▶ [EXERCISE PROMPT]: Look for "For the scouting record, return for every instance of the fog" in the records below, then copy that line and every line after it, exactly and with nothing added.

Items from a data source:
++++
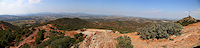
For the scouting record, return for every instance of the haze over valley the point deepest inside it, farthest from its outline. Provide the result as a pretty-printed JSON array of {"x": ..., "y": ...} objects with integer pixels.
[{"x": 99, "y": 23}]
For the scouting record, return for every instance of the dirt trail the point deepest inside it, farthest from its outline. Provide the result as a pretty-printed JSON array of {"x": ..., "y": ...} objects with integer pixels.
[{"x": 28, "y": 39}]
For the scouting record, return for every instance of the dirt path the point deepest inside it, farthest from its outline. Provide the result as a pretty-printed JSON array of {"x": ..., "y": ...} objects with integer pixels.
[
  {"x": 28, "y": 39},
  {"x": 100, "y": 39}
]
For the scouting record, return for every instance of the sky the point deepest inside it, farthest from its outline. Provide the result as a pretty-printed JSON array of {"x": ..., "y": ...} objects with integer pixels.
[{"x": 169, "y": 9}]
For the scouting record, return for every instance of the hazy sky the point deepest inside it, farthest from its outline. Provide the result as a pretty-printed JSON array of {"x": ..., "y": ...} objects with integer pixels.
[{"x": 139, "y": 8}]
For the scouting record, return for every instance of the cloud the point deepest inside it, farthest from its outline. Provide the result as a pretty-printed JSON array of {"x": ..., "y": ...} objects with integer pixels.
[
  {"x": 34, "y": 1},
  {"x": 153, "y": 11},
  {"x": 18, "y": 4},
  {"x": 157, "y": 10},
  {"x": 2, "y": 3}
]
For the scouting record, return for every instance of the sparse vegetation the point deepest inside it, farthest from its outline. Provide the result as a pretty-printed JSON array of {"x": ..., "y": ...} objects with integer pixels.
[
  {"x": 159, "y": 30},
  {"x": 124, "y": 42},
  {"x": 40, "y": 37}
]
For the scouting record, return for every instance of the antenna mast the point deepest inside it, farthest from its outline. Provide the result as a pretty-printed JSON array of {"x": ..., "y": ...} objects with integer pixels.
[{"x": 189, "y": 11}]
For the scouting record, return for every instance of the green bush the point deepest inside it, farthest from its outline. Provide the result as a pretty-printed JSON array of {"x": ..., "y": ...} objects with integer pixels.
[
  {"x": 159, "y": 30},
  {"x": 25, "y": 46},
  {"x": 124, "y": 42}
]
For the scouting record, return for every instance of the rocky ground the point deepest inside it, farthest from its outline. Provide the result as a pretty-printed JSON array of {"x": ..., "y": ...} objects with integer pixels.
[{"x": 102, "y": 39}]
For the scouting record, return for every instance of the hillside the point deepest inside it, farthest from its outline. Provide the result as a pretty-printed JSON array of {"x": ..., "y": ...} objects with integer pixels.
[
  {"x": 6, "y": 26},
  {"x": 187, "y": 20},
  {"x": 69, "y": 24},
  {"x": 122, "y": 26}
]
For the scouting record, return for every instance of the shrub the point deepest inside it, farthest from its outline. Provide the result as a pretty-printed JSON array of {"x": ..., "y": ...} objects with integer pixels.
[
  {"x": 159, "y": 30},
  {"x": 124, "y": 42}
]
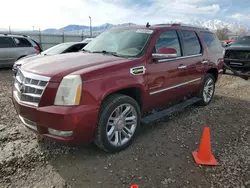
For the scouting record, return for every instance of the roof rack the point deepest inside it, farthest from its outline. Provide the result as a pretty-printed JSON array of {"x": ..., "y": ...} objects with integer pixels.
[
  {"x": 181, "y": 25},
  {"x": 7, "y": 34}
]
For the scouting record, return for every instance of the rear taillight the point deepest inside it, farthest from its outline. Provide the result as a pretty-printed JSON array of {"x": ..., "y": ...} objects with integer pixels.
[{"x": 37, "y": 48}]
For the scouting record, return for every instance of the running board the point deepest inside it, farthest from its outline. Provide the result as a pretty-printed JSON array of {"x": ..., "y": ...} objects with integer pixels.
[{"x": 166, "y": 112}]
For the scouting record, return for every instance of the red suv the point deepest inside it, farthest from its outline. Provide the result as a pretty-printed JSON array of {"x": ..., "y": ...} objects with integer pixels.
[{"x": 100, "y": 93}]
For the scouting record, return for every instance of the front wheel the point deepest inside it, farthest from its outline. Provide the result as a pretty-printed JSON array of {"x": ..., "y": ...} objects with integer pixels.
[
  {"x": 207, "y": 90},
  {"x": 119, "y": 123}
]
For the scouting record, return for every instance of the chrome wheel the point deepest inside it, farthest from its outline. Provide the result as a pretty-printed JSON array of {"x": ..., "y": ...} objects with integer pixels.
[
  {"x": 121, "y": 125},
  {"x": 208, "y": 90}
]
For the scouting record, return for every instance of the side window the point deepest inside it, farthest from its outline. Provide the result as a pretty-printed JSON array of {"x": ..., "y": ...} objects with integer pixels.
[
  {"x": 22, "y": 42},
  {"x": 192, "y": 44},
  {"x": 168, "y": 39},
  {"x": 6, "y": 42},
  {"x": 212, "y": 42}
]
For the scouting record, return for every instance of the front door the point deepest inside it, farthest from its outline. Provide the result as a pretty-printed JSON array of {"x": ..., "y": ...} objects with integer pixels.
[
  {"x": 165, "y": 77},
  {"x": 194, "y": 60}
]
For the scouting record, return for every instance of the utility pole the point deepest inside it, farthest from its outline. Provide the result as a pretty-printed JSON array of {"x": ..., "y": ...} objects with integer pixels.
[{"x": 90, "y": 26}]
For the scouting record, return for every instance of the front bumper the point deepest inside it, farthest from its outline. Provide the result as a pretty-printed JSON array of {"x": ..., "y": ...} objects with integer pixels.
[{"x": 81, "y": 120}]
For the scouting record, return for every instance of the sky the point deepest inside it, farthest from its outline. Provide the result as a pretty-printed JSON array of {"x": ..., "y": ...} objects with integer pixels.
[{"x": 24, "y": 14}]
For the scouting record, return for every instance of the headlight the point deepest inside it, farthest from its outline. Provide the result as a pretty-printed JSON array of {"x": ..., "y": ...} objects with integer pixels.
[
  {"x": 18, "y": 63},
  {"x": 69, "y": 91}
]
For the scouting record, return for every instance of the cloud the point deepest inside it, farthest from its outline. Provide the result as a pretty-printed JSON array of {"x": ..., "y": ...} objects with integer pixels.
[
  {"x": 240, "y": 16},
  {"x": 57, "y": 13}
]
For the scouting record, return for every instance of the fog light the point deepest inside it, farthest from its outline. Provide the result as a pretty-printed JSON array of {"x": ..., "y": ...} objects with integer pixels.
[{"x": 60, "y": 133}]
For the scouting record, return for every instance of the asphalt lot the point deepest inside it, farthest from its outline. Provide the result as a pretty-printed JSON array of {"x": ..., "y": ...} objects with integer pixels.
[{"x": 160, "y": 156}]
++++
▶ [IN RESPONSE]:
For the scouting record, return for every instance of the fog light the point deepest inside it, farthest from its outline. Provide the result as a pretty-printed JSON array of {"x": ..., "y": ...} objects with integer pixels.
[{"x": 60, "y": 133}]
For the scouting record, return for every instance of the asphalt lot the point deepest inside it, farthest from its outline. Provide the result as a pretty-printed JSON array of {"x": ..., "y": ...} objects with integer pixels.
[{"x": 160, "y": 156}]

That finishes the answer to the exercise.